DOCUMENT EXTRACT

## start

I imagine that everyone hopes that they are careful. They believe that they assess risks and take steps to avoid or minimise them. They castigate themselves when they make errors and chide themselves, an others, when they are careless. It is held that there is a duty as we grow up to be careful, childhood is the time when we can be carefree. But can we be too careful ?
I think we all can remember times when our caution made us miss an opportunity, when in hindsight we regretted our hesitation. Certainly we can all recall the old adage “faint heart never won fair lady” and many of us have friends or acquaintances troubled by timid, over-cautious natures who lives are stunted by the problems of excessive care and anxiety. In the world of science, however, a preferred adage might be “better safe than sorry” where the stakes are higher than winning the hand of the damsel. But is is possible that excessive caution and being too careful can be troublesome here also ?

## end

RECORDS PROVIDED

## start

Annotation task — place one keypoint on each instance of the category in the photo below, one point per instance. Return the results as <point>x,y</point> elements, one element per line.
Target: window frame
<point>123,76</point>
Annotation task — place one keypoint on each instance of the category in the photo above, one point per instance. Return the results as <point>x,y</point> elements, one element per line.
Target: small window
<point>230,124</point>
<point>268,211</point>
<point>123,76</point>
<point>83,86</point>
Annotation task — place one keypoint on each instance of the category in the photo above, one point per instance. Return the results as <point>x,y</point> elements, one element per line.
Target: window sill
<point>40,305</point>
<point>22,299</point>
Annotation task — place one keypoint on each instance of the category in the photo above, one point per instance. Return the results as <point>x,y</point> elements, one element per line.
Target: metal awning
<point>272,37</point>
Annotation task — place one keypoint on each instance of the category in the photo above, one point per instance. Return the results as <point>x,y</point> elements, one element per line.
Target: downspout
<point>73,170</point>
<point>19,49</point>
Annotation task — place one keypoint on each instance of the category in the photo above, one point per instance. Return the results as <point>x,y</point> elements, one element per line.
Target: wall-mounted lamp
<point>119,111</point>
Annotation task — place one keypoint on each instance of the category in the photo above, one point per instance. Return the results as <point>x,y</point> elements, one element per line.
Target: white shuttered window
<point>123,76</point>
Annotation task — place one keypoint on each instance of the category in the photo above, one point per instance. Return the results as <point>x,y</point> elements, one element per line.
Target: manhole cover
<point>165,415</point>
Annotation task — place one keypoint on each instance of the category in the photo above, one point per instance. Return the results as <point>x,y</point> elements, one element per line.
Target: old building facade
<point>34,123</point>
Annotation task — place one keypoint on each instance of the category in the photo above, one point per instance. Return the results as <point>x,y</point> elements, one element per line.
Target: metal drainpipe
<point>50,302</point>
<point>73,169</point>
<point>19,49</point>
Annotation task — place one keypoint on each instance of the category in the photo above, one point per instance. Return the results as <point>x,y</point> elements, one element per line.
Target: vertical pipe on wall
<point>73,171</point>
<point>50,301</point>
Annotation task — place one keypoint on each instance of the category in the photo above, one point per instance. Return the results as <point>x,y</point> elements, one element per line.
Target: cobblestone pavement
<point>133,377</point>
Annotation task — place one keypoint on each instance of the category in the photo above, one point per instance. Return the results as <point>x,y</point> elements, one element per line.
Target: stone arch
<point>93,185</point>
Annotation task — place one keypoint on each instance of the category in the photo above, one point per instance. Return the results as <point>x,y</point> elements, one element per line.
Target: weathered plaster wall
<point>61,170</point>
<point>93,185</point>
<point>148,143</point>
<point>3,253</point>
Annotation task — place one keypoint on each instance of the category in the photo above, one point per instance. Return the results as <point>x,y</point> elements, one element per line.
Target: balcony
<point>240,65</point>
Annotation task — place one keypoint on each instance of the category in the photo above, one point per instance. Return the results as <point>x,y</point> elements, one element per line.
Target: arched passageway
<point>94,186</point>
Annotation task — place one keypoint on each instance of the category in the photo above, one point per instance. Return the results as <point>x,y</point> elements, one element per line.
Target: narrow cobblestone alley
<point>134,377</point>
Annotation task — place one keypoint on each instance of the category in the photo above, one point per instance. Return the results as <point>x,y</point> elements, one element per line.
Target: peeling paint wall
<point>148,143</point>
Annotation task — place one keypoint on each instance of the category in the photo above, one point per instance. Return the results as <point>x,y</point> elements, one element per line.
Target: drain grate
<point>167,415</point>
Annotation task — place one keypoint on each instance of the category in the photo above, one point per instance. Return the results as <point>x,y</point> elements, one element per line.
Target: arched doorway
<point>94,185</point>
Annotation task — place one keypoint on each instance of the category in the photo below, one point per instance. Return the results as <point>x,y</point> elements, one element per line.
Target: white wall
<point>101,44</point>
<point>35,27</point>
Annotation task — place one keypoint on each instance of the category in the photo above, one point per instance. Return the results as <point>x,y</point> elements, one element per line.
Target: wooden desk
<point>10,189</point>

## end

PROBLEM REQUIREMENTS
Reproduce the passage on caution word for word, starting at "I think we all" and ending at "here also ?".

CORRECT OUTPUT
I think we all can remember times when our caution made us miss an opportunity, when in hindsight we regretted our hesitation. Certainly we can all recall the old adage “faint heart never won fair lady” and many of us have friends or acquaintances troubled by timid, over-cautious natures who lives are stunted by the problems of excessive care and anxiety. In the world of science, however, a preferred adage might be “better safe than sorry” where the stakes are higher than winning the hand of the damsel. But is is possible that excessive caution and being too careful can be troublesome here also ?